- [WORK INSTRUCTIONS] Take the entries that follow and return exactly the lines from the one holding "-- sample [711,525]." through the one holding "-- sample [639,119].", both included. Nothing else is needed.

(Stored entries)
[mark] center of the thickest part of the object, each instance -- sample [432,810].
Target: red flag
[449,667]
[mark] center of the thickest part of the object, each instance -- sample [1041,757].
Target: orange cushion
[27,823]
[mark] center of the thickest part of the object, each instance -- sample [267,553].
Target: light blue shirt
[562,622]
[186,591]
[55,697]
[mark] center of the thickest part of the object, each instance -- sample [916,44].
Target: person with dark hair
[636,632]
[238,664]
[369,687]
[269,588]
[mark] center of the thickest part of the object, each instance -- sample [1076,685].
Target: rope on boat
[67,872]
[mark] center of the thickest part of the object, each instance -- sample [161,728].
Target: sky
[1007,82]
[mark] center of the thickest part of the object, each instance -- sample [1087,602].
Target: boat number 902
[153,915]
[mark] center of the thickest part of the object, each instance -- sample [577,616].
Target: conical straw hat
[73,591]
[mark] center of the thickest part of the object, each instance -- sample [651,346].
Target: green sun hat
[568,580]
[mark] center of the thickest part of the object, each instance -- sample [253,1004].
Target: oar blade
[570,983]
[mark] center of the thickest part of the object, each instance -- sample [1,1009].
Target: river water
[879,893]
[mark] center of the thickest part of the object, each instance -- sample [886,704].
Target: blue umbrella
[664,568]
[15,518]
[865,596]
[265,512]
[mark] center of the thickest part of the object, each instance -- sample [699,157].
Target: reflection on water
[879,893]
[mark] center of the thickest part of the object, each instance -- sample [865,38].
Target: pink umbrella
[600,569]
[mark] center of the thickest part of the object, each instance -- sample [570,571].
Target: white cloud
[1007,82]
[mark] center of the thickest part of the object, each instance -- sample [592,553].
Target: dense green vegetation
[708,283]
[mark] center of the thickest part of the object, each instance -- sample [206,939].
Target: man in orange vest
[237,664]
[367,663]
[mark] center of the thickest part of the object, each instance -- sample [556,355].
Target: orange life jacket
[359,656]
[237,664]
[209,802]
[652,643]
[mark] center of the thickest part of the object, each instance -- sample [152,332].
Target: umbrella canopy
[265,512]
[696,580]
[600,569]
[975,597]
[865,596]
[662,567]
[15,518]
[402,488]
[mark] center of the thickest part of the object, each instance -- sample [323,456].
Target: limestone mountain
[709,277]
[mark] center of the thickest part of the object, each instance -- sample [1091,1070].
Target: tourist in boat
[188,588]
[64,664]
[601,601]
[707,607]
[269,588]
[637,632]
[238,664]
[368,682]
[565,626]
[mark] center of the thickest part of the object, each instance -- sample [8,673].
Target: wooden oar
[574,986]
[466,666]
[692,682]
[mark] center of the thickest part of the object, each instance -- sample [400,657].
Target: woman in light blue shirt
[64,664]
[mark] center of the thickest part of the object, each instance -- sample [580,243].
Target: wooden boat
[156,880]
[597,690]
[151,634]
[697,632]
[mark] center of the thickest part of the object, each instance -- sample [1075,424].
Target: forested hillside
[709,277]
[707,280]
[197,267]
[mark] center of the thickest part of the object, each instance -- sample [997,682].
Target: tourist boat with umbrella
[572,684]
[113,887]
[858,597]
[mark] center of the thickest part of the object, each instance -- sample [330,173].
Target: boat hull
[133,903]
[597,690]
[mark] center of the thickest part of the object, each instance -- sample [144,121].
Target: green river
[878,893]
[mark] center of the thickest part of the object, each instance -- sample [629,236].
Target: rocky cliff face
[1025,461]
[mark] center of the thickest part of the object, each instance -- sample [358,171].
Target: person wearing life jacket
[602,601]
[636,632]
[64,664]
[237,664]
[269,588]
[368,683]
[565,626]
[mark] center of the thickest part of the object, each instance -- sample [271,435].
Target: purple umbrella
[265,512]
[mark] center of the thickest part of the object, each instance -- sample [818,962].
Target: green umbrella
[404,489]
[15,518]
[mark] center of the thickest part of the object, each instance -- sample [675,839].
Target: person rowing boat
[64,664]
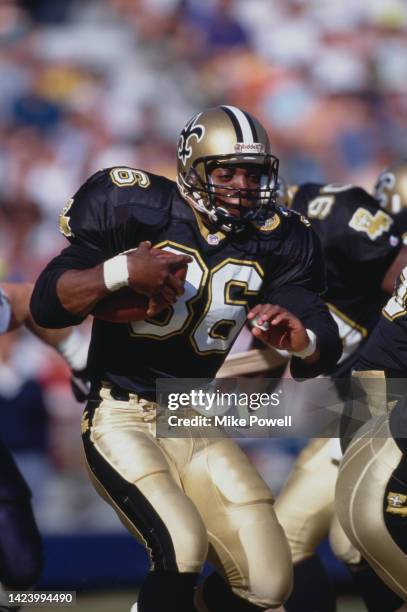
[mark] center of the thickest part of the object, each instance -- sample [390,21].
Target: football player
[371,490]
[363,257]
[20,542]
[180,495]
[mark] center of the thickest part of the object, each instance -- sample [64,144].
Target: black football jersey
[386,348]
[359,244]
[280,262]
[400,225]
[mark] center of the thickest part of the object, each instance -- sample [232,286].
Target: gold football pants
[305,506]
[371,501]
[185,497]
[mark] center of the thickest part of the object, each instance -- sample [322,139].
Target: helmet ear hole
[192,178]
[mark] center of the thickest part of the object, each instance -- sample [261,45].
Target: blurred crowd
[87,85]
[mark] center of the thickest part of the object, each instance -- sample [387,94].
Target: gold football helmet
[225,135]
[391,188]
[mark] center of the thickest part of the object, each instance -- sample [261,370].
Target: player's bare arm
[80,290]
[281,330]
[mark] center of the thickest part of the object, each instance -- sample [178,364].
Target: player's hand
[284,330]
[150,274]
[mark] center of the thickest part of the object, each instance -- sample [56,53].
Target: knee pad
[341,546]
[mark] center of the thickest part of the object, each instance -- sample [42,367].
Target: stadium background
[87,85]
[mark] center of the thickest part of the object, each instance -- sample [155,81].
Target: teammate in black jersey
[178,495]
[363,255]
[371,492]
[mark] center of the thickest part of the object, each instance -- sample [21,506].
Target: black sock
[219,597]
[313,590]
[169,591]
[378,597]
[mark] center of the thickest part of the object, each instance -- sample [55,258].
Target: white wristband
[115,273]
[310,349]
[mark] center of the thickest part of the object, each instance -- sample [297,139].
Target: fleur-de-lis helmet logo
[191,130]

...

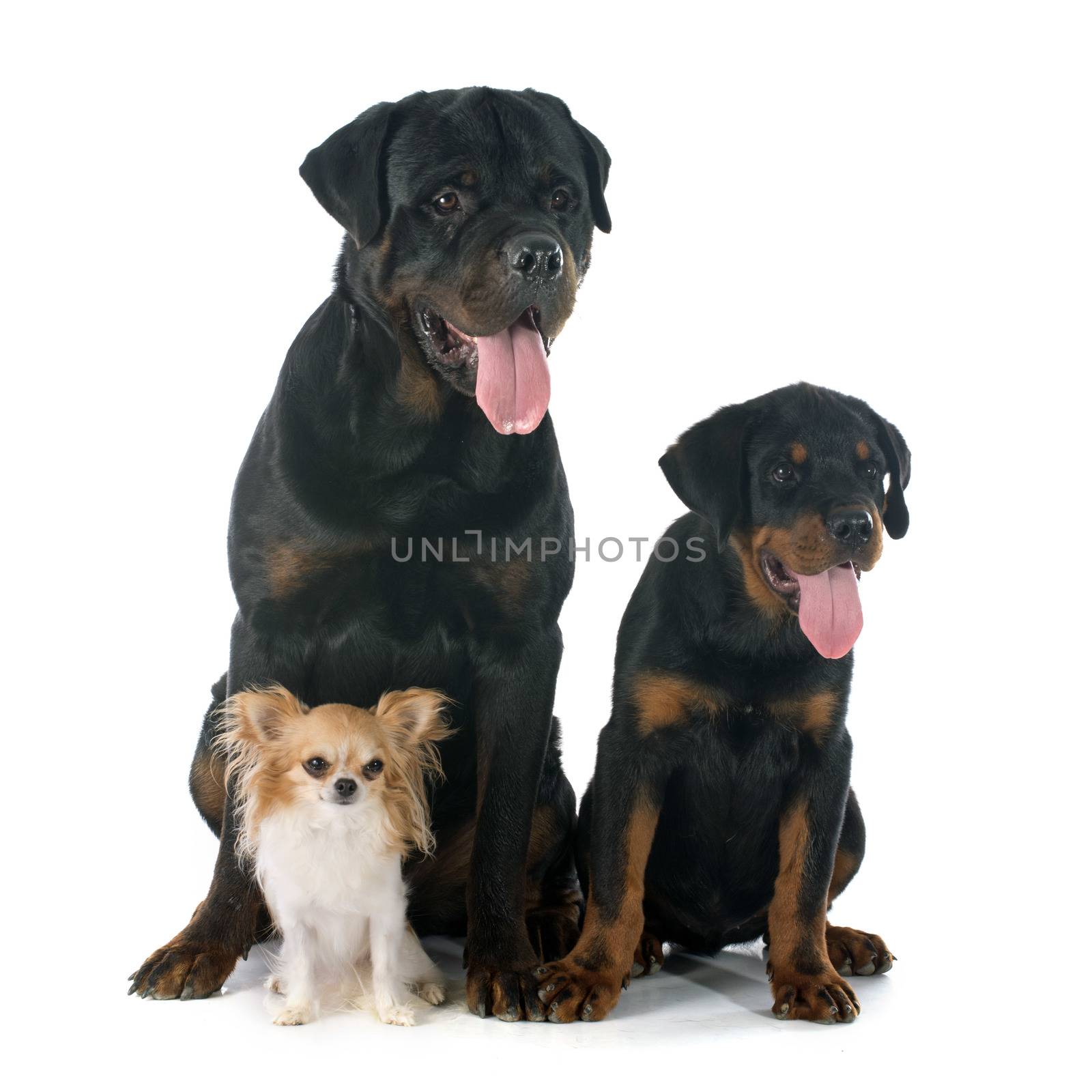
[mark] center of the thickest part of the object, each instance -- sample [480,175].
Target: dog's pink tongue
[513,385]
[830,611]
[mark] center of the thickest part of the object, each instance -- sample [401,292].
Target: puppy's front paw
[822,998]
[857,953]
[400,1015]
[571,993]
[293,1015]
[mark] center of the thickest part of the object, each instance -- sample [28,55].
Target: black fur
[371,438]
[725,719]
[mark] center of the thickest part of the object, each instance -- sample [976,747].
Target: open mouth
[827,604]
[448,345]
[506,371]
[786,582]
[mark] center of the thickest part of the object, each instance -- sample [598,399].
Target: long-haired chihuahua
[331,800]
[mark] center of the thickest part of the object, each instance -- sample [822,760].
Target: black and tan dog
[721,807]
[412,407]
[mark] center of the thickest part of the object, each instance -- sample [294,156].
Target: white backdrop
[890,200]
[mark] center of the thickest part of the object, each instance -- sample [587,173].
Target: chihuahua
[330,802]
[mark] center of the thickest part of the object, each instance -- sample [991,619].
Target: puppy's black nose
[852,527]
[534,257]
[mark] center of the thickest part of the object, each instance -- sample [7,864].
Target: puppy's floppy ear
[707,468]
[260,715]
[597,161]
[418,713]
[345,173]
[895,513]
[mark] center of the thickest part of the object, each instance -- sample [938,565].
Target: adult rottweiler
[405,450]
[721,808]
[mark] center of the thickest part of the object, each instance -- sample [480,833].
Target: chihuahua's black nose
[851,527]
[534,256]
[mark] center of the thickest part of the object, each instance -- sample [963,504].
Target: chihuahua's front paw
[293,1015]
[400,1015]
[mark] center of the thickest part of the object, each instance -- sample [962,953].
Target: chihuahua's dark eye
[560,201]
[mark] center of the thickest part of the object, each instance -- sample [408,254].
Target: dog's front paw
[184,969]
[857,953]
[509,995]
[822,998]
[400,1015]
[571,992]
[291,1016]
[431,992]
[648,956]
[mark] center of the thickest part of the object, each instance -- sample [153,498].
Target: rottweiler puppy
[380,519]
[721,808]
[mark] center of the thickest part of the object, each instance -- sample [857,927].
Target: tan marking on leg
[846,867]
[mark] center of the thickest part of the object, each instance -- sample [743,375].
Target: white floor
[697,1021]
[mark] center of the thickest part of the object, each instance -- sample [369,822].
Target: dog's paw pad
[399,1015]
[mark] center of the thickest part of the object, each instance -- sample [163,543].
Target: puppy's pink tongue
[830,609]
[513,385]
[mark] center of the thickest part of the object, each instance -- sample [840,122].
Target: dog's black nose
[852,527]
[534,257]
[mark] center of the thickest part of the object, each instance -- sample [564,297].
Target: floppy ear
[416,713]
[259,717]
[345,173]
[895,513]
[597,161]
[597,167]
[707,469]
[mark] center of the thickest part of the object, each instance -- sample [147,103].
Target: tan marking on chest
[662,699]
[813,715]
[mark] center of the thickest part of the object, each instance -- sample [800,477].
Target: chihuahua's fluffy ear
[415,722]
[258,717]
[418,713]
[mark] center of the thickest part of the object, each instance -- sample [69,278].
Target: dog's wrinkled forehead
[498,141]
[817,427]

==

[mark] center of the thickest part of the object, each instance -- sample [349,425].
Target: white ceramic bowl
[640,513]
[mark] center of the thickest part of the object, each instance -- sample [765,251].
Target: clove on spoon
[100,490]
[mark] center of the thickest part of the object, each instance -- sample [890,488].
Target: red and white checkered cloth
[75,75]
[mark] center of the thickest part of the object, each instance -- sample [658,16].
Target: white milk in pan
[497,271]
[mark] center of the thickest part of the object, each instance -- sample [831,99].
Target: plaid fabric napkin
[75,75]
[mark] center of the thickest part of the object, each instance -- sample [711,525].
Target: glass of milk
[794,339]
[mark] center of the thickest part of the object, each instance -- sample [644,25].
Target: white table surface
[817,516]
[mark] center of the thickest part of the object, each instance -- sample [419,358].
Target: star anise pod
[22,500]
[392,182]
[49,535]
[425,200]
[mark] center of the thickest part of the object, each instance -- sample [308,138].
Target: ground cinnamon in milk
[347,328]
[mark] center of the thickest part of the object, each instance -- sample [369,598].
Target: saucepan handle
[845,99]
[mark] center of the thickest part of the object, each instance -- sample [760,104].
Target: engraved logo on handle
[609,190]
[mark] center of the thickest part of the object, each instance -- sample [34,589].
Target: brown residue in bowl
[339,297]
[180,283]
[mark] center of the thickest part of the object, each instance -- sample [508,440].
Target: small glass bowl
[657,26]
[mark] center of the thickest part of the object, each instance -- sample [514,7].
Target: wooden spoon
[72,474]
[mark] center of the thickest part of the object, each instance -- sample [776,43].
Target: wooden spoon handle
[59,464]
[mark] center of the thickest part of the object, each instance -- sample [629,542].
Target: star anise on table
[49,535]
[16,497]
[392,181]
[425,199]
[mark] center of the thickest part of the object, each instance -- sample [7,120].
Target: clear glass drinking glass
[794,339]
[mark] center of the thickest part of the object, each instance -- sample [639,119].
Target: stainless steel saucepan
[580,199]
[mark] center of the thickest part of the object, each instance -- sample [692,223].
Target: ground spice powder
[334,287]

- [YOUR SOLUTION]
[mark] center of the thickest part of the object, each instance -- sample [711,525].
Target: glass of milk
[794,339]
[mark] center of the thickest part of the object, each instance -- sample [644,25].
Target: white table surface
[817,516]
[mark] center of the thickest part of the object, each instance -- sample [419,358].
Target: star anise pod
[22,500]
[392,182]
[49,535]
[425,200]
[mark] center of the thickest part of the object, each instance -- sample [308,138].
Target: ground cinnamon in milk
[347,328]
[mark] center of the thickest part of the object, each instance -- sample [369,598].
Target: saucepan handle
[845,99]
[mark] center of the thickest part of the object, each instance -- sample [760,104].
Target: engraved logo on handle
[609,190]
[mark] center of the thickest part of the object, each instance -- sample [34,589].
Target: brown residue in bowl
[339,297]
[180,283]
[mark] center of the thickest part of the object, each instance -- sample [508,440].
Target: small glass bowl
[657,26]
[mark] center of the thickest part of the object, each instance -- sample [514,7].
Target: wooden spoon
[72,474]
[mark] center of the thickest part of the object, each instance -- sample [776,43].
Target: wooden spoon handle
[59,464]
[mark] center of the thickest part of the object, each instance -- sample [629,542].
Target: star anise on table
[49,535]
[16,497]
[392,181]
[425,199]
[mark] center of the thickest part of the object, each instance -- sample [7,120].
Target: clear glass drinking glass
[794,339]
[mark] center of the thickest part of the object, each instance -- sample [639,119].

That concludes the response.